Data to use below:

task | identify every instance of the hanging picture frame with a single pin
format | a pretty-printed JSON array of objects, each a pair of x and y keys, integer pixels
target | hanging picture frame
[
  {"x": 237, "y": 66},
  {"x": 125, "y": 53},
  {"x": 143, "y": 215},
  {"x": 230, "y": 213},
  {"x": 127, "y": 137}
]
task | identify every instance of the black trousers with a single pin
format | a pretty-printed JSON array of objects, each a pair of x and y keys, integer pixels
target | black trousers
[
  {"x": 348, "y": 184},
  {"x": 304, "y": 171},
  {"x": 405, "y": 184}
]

End of Data to use.

# [Exercise]
Write out all the material exactly, keeping each word.

# [Reply to the task]
task | identify every instance of the hanging picture frame with a single pin
format | a pretty-printed JSON array of objects, each a pair of x and y keys, integer pixels
target | hanging picture frame
[
  {"x": 237, "y": 66},
  {"x": 125, "y": 53},
  {"x": 143, "y": 215},
  {"x": 230, "y": 213},
  {"x": 127, "y": 137}
]
task | identify every instance of the black trousers with a single pin
format | a pretty-printed JSON array of objects, each a pair of x and y keys, integer pixels
target | black trousers
[
  {"x": 348, "y": 184},
  {"x": 304, "y": 171},
  {"x": 405, "y": 184}
]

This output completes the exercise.